======== 文档

指定查询类型为增量查询，并且传入时间戳，那么spark会查询时间戳以后的数据。

def queryData3(sparkSession: SparkSession) = {

  val df = sparkSession.read.format("hudi")
    .option(DataSourceReadOptions.QUERY_TYPE_OPT_KEY, DataSourceReadOptions.QUERY_TYPE_INCREMENTAL_OPT_VAL) //指定增量查询
    .option(DataSourceReadOptions.BEGIN_INSTANTTIME_OPT_KEY, "20220616232233") //开始时间
    //.option(DataSourceReadOptions.END_INSTANTTIME_OPT_KEY,"")  //结束时间
    .load("/datas/hudi-warehouse/hudi_cow_hive/")
  df.show(20)
}

五、使用spark代码将数据写入Huid(MOR模式)并同步到Hive

1、数据格式(同上)

2、代码

/**
  * @author oyl
  * @create 2022-06-12 21:12
  * @Description spark操作mor模式的hudi表并将数据同步到hive
  */
object SparkOperatorHudiMORSyncHive {

  def insertData(sparkSession: SparkSession): Unit = {
    import org.apache.spark.sql.functions._

    val tableName = "hudi_mor_hive"
    val basePath = "/datas/hudi-warehouse/hudi_mor_hive"

    val commitTime = System.currentTimeMillis().toString //生成提交时间

    val resultDF = sparkSession.read.json("/hudi_test_datas/member.log")
      .withColumn("ts", lit(commitTime)) //添加ts时间戳
      .withColumn("hudipartition", concat_ws("/", col("dt"), col("dn"))) //添加分区 两个字段组合分区

    Class.forName("org.apache.hive.jdbc.HiveDriver")

    resultDF.write.format("hudi")

================

* 任务要求:
[1] 在将数据写入Hudi（MOR模式）并同步到Hive的文档代码中，变量 tableName 被赋予了什么值？
[2] 根据文档，queryData3 为何要将查询类型指定为增量查询并传入时间戳？请用一至三句话说明。
[3] 请从末行之后接着编写这段关于用Spark将数据写入Hudi（MOR模式）并同步到Hive的文档。
后附清单是另行提供的材料，独立于文档。

======== 所示清单

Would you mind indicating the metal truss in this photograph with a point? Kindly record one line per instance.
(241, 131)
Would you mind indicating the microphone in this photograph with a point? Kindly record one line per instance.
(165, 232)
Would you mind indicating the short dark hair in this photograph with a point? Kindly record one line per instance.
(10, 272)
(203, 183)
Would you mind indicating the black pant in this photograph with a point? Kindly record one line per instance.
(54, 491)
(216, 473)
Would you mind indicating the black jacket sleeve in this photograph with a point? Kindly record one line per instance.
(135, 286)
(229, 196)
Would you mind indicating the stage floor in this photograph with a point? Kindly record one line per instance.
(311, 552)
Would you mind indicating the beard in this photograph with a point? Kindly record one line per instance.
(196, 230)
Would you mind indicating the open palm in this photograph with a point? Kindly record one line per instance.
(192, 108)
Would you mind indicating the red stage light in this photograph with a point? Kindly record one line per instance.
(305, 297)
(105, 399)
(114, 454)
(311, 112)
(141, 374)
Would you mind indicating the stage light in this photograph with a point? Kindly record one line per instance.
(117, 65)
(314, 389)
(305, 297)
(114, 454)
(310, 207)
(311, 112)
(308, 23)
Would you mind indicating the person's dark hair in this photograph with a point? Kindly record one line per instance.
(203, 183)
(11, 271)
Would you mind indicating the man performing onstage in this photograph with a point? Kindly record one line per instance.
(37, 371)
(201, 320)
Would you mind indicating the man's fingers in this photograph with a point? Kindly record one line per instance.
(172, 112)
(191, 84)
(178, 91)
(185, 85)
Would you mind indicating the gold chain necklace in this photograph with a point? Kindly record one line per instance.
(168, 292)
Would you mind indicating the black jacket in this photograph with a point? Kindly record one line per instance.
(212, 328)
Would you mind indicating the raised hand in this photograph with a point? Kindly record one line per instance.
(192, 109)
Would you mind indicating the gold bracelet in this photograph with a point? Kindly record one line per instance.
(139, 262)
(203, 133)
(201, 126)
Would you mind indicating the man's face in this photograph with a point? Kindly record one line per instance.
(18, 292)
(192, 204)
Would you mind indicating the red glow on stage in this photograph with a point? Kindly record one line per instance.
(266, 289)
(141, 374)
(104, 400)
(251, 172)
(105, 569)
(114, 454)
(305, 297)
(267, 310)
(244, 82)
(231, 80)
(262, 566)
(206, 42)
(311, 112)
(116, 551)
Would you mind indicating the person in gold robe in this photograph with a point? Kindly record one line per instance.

================

* 各题答案:
[1] "hudi_mor_hive"

[2] 文档指出，将查询类型指定为增量查询并传入时间戳后，spark会查询该时间戳以后的数据。代码中通过 BEGIN_INSTANTTIME_OPT_KEY 传入的开始时间为 "20220616232233"。

[3]
      .option(TABLE_TYPE.key(), MOR_TABLE_TYPE_OPT_VAL)   //选择表的类型 到底是MERGE_ON_READ 还是 COPY_ON_WRITE
      .option(RECORDKEY_FIELD.key(), "uid")               //设置主键
      .option(PRECOMBINE_FIELD.key(), "ts")               //数据更新时间戳的
      .option(PARTITIONPATH_FIELD.key(), "hudipartition") //hudi分区列
      .option("hoodie.table.name", tableName)             //hudi表名

      .option("hoodie.datasource.hive_sync.jdbcurl", "jdbc:hive2://hadoop100:10000") //hiveserver2地址
      .option("hoodie.datasource.hive_sync.username","oyl")                          //登入hiveserver2的用户
      .option("hoodie.datasource.hive_sync.password","123123")                       //登入hiveserver2的密码
      .option("hoodie.datasource.hive_sync.database", "hudi_hive")                   //设置hudi与hive同步的数据库
      .option("hoodie.datasource.hive_sync.table", tableName)                        //设置hudi与hive同步的表名
      .option("hoodie.datasource.hive_sync.partition_fields", "dt,dn")               //hive表同步的分区列
      .option("hoodie.datasource.hive_sync.partition_extractor_class", classOf[MultiPartKeysValueExtractor].getName) // 分区提取器 按/ 提取分区
      .option("hoodie.datasource.hive_sync.enable","true")                           //设置数据集注册并同步到hive
      .option("hoodie.insert.shuffle.parallelism", "2")
      .option("hoodie.upsert.shuffle.parallelism", "2")
      .mode(SaveMode.Append)
      .save(basePath)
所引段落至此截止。